■ **PASSAGE PROVIDED**
Content starts

Saturday, September 4, 2010

Green Chile Time (with a baseball bat)

It is green chile time again here in New Mexico. I haven't actually gotten a bag in a long time, so I thought I would replenish my supplies. The predominant chile growing region is near Hatch New Mexico. If you've never been to Hatch, it's where dreams go to die and tears season the soil to make the chile taste good. Zard always said that a bit of suffering makes food taste better, and he's right. There are a bunch of options for roasters for Hatch chile. 

I prefer the chile from Socorro. Partly this is due to nostalgia from my time there as a student, and partly it's because it has a different taste. The soil in New Mexico has the right alkalinity that makes chile good. Socorro has something especially different about it. As for the suffering, there is no suffering like that found in Socorro county. The tears of regret and lost innocence really impart a distinct flavor on the food. Luckily there is a roaster that specializes in Socorro chile, and when I do buy a roasted bag, it's from this place. They are in front of Hobby Lobby on Cerillos if you're local and actually want to find them.

In order to stock up on chile, the cheapest way is to peel it yourself. It's a bonding time with your family members where you can ask questions like: "This chile won't peel, did those jerks roast it enough?" and "Did we really need four sacks of chile?" and finally "Please give me the sweet release from chile peeling that only a .45 caliber slug of lead can provide!" That last one isn't really a question, but I thought I would ruin the punchline of peeling a bag of chile for you.

Here is the chile peeling setup I use:

In the picture are two baking pains to hold the peel, two sets of sharp knives, latex gloves, cutting boards, ziploc bags for storing the remains, and a half sack of fresh roasted green chile. I only get a half sack as that's about all I eat in a year. You then begin the process of removing the skins.

Some of your friends might suggest that you cover your hands in oil and that will somehow protect you from the chemical burns of the green chile. Slap these people, they hate you and they hate America. Latex gloves work for me, but I'm sure the nitrile ones will work too. Then you can make "two by two hands of blue" references with whoever you suckered into helping you with this.

Content ends

[Extracted data entries]

Content starts

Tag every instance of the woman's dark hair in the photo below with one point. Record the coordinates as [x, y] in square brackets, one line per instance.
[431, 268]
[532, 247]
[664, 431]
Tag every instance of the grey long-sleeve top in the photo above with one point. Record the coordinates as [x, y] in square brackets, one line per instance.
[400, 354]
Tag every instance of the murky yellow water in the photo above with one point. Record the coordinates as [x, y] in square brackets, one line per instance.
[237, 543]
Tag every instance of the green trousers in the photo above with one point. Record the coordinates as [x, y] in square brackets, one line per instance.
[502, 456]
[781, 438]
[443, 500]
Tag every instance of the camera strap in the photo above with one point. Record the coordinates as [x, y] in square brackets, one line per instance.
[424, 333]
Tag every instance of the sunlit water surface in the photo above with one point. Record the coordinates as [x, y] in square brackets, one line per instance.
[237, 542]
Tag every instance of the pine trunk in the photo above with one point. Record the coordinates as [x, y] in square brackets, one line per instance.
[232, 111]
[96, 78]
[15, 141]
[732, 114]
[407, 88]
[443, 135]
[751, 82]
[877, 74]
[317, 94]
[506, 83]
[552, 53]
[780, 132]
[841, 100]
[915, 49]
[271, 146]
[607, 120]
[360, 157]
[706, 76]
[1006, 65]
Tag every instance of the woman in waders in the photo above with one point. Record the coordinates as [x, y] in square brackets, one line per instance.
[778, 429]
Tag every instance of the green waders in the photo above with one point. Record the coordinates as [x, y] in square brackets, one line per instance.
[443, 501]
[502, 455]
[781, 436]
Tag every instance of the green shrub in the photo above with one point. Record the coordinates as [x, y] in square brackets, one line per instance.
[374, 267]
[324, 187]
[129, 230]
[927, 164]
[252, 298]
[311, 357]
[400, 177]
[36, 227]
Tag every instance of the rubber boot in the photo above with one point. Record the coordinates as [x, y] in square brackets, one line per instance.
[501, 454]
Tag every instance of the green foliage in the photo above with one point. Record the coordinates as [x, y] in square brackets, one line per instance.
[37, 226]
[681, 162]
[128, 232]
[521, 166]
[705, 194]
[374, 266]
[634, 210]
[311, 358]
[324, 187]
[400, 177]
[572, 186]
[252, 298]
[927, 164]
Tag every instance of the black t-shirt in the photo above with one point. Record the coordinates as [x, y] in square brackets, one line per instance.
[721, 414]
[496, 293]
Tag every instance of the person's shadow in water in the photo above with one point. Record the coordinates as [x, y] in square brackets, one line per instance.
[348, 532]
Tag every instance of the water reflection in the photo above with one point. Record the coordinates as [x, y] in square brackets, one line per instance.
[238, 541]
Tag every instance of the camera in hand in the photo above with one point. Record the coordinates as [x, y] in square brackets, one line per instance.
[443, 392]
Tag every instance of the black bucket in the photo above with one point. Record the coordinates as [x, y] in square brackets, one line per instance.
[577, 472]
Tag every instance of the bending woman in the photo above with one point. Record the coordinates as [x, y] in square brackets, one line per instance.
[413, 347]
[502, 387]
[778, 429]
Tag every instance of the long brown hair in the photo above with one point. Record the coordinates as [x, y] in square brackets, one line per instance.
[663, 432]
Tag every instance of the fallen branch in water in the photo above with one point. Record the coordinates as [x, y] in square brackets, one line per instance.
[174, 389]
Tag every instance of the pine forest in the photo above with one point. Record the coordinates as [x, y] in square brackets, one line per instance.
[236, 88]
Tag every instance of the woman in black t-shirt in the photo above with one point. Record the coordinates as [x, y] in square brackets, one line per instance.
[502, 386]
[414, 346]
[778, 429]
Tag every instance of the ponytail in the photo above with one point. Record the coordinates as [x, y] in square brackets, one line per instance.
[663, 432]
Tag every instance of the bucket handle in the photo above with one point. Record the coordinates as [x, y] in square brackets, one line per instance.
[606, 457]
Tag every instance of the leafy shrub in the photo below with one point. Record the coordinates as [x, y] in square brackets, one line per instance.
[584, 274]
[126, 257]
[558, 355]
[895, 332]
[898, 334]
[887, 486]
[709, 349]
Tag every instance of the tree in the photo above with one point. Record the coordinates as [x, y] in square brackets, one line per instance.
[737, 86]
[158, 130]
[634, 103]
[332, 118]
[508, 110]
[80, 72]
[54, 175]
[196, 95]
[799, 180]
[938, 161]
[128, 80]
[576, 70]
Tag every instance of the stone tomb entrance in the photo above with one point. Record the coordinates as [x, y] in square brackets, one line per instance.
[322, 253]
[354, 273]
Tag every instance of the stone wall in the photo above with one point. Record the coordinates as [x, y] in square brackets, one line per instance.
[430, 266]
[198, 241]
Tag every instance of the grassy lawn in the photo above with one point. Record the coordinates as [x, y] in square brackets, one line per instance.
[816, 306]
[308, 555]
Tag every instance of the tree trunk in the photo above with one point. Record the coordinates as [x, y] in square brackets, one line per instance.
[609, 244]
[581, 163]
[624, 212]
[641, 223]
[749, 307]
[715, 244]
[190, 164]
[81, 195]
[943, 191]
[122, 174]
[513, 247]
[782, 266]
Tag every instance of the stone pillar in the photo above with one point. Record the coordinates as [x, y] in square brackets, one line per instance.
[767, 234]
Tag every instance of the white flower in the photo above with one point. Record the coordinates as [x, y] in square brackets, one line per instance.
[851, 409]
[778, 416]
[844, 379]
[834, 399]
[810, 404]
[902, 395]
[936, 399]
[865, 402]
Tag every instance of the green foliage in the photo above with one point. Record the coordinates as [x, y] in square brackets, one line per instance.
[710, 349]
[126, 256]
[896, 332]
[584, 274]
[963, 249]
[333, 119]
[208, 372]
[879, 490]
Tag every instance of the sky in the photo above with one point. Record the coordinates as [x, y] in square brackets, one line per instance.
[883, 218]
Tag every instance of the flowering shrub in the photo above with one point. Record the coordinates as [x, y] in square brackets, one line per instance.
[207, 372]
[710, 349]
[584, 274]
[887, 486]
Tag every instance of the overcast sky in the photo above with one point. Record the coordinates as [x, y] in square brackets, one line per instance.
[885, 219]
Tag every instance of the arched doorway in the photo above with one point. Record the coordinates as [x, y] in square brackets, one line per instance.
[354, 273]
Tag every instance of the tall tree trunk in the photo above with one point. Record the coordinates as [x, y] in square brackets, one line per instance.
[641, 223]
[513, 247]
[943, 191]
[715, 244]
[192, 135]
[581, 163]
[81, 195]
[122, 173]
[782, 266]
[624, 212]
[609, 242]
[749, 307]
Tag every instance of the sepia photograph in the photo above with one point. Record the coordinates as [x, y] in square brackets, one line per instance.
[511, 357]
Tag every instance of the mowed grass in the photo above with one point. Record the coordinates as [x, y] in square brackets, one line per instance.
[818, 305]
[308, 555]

Content ends

■ **TASK DESCRIPTION**
Translate this sentence from the green chile post into Spanish: "The soil in New Mexico has the right alkalinity that makes chile good."

■ **TASK SOLUTION**
El suelo de Nuevo México tiene la alcalinidad adecuada que hace que el chile sea bueno.